--- WHAT YOU SHOULD DO ---
Copy out every one of the following records verbatim, with no changes.

** Begin RECORDS FOR PROCESSING **

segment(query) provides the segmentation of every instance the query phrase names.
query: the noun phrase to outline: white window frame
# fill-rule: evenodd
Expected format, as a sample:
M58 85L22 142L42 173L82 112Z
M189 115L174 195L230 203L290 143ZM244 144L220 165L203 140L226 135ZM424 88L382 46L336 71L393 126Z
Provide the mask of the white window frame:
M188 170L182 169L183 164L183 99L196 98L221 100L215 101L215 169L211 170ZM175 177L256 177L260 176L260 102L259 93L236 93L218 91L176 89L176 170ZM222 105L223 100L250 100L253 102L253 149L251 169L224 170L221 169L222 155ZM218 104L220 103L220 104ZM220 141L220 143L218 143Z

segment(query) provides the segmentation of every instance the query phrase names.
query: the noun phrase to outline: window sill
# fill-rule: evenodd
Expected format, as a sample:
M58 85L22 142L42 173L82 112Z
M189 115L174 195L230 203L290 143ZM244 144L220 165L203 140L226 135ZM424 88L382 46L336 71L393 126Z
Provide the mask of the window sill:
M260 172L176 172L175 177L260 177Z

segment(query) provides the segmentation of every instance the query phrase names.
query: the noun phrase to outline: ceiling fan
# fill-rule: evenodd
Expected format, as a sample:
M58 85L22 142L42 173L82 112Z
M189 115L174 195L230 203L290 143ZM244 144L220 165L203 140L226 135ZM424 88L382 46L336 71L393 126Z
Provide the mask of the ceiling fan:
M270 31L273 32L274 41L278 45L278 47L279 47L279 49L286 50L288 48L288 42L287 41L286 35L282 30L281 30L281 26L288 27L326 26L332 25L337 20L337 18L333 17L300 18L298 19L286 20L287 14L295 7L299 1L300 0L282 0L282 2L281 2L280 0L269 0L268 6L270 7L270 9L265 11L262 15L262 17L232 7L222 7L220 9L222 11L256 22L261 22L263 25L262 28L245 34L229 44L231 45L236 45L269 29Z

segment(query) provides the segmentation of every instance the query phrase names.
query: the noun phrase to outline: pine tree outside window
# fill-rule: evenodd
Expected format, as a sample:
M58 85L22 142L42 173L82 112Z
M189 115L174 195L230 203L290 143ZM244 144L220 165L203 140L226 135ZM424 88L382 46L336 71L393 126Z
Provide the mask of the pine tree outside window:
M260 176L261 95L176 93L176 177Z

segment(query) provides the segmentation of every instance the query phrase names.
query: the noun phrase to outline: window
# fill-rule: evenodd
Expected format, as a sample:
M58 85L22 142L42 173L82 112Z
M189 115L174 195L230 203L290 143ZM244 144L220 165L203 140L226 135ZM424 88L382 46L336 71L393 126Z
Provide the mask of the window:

** End RECORDS FOR PROCESSING **

--- ANSWER TO THE EXERCISE ---
segment(query) provides the segmentation of every instance the query phrase names.
query: the noun phrase to outline: white window frame
# fill-rule: evenodd
Expected format, as a sample:
M58 85L22 142L42 173L82 112Z
M189 115L174 195L230 203L290 143ZM244 144L220 165L203 140L226 135ZM424 88L382 46L336 71L393 126Z
Provide the mask of the white window frame:
M188 170L182 169L183 164L183 99L196 98L221 100L215 101L215 169L211 170ZM175 177L256 177L260 176L260 102L259 93L236 93L218 91L176 89L176 170ZM222 105L223 100L250 100L253 102L253 149L251 169L224 170L221 169L222 155ZM218 104L220 103L220 104ZM220 141L220 143L218 143Z

segment(query) provides the segmentation of every instance the query phrase names.
query: the noun phrase to outline: window sill
# fill-rule: evenodd
Expected format, as a sample:
M58 85L22 142L42 173L82 112Z
M189 115L174 195L230 203L290 143ZM244 144L220 165L203 140L226 135ZM424 88L382 46L336 71L393 126Z
Provide the mask of the window sill:
M260 172L176 172L175 177L260 177Z

segment(query) provides the segmentation of every instance the query phrase names.
query: the noun phrase to outline: ceiling fan
# fill-rule: evenodd
Expected format, as a sample:
M58 85L22 142L42 173L82 112Z
M189 115L174 195L230 203L290 143ZM244 144L220 165L203 140L226 135ZM424 88L382 46L336 71L393 126Z
Provide the mask of the ceiling fan:
M270 31L273 32L274 41L278 45L278 47L279 47L279 49L286 50L288 48L288 42L287 41L286 35L282 30L281 30L281 26L288 27L326 26L332 25L337 20L337 18L333 17L300 18L298 19L286 20L287 14L295 7L299 1L300 0L282 0L282 2L281 2L280 0L269 0L268 6L270 7L270 9L265 11L262 15L262 17L232 7L222 7L220 9L222 11L256 22L261 22L263 25L262 28L245 34L229 44L231 45L236 45L269 29Z

segment(query) provides the segmentation of every instance the query phrase names.
query: the noun phrase to outline: pine tree outside window
# fill-rule: evenodd
Expected format, as a sample:
M58 85L22 142L42 173L82 112Z
M189 115L174 195L230 203L290 143ZM244 144L220 165L203 140L226 135ZM424 88L382 46L336 71L393 126Z
Provide the mask of the pine tree outside window:
M260 176L261 95L176 93L176 177Z

segment(query) provides the segmentation of every instance the query phrase names.
query: the noun phrase to outline: window
# fill-rule: evenodd
Expected format, as a sample:
M58 85L22 142L42 173L82 112Z
M189 115L174 195L230 203L290 143ZM244 144L220 165L203 140L226 135ZM424 88L382 46L336 71L393 126Z
Provide the mask of the window:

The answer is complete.